▸ Consegna scritta 1:
Rispondi a queste domande sul brano riportato:
(a) Quale regista ha descritto nel 1984 il cadere in pezzi della Russia, e in quale film?
(b) Qual è il tratto caratteristico dell'America di queste settimane?
(c) Che cosa fanno le società con i dividendi?
▸ Consegna scritta 2: Scrivi il seguito del brano sull'America e il fiscal cliff, a partire dalla sua ultima frase.

L’impaziente Medvedkin, nel girare La Nuova Mosca, anticipa con fondali disegnati lo skyline del futuro prossimo, così diverso da quello di New York. Sappiamo come è andata a finire. La guerra ha interrotto per sempre i lavori per la nuova Mosca. La Russia poststaliniana è scivolata velocemente nel grigiore burocratico. Il terrore e il sogno si sono trasformati nella stanchezza decrepita, nella ruggine, nel cadere in pezzi così bene descritto nel 1984 dal regista georgiano Eldar Shengelaya nel film satirico Le Montagne Azzurre.
La convivenza insolita di grande paura e grande speranza è il tratto caratteristico dell’America di queste settimane. A seconda di come si legge il fiscal cliff prossimo venturo si può vivere questa fine anno in due modi completamente diversi.
Il primo modo è da ultimi giorni di Pompei (o dell’Avana di fine 1958, con Castro sulla Sierra sempre più vicino e il sipario che sta per calare per sempre sulla dolce vita). È un’atmosfera da fine regno in cui si salva chi può. Si vendono i titoli per realizzare gli utili finché ci sono e finché sono tassati al 15. Le società distribuiscono in fretta e furia i dividendi di tutto l’anno prossimo e fanno fuori tutta la cassa che possono. Si fanno fusioni acrobatiche per approfittare degli ultimi giorni di imposizione bassa. Si bloccano progressivamente gli investimenti. Qualcuno licenzia.

▸ Contenuto del dataset:
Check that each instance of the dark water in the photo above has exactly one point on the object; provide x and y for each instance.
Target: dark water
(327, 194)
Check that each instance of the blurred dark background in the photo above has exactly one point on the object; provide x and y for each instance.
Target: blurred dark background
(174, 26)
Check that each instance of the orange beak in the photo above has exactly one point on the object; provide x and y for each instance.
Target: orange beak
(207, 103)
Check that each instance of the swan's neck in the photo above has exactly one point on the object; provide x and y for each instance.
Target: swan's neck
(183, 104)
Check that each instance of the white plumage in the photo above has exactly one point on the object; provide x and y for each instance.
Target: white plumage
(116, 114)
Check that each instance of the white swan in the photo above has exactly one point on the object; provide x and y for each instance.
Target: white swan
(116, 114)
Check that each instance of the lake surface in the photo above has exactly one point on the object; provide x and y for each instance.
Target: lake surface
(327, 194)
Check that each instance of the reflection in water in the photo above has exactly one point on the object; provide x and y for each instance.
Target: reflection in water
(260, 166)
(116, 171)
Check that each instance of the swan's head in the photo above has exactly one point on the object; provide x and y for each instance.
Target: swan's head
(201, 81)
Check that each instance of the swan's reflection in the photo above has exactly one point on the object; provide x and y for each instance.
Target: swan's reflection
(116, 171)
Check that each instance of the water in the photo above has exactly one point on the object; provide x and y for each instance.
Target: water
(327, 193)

▸ Risultato 1:
(a) Il regista georgiano Eldar Shengelaya, nel film satirico Le Montagne Azzurre.
(b) La convivenza insolita di grande paura e grande speranza.
(c) Distribuiscono in fretta e furia i dividendi di tutto l'anno prossimo.

▸ Risultato 2:
Una variante della lettura pessimista si concentra non tanto sugli aumenti di tasse quanto sul protrarsi dello stallo a tutta la prima metà del 2013. Ci sarà un accordo minimo, secondo questa lettura, per bloccare gli aumenti sotto una certa fascia di reddito, ma su tutto il resto ci sarà una rissa politica prolungata. Che l’accordo tampone arrivi per fine anno o a gennaio importa poco, in questa interpretazione. Il clima sarà comunque avvelenato, i repubblicani cercheranno di vendicarsi in tutti i modi e i democratici passeranno il tempo a tendere loro trappole. Ci sarà lo scontro sul debt ceiling e si litigherà per mesi su come riabbassare le tasse salite improvvisamente il 31 dicembre.
Questo clima scoraggerà gli investimenti, le assunzioni, gli acquisti di case. Ethan Harris, un economista serio e prudente, stima la crescita americana all’uno per cento nella prima metà del 2013 nello scenario più probabile, quello di una soluzione a piccoli passi del fiscal cliff.
Al tempo stesso, a volte nelle stesse teste, girano idee aggressivamente ottimistiche sul 2013. Chi ragiona così considera il fiscal cliff come un incidente passeggero, una specie di tempesta tropicale che arriva e se ne va. Se ne minimizza il costo, ovvero l’aspetto restrittivo della politica fiscale.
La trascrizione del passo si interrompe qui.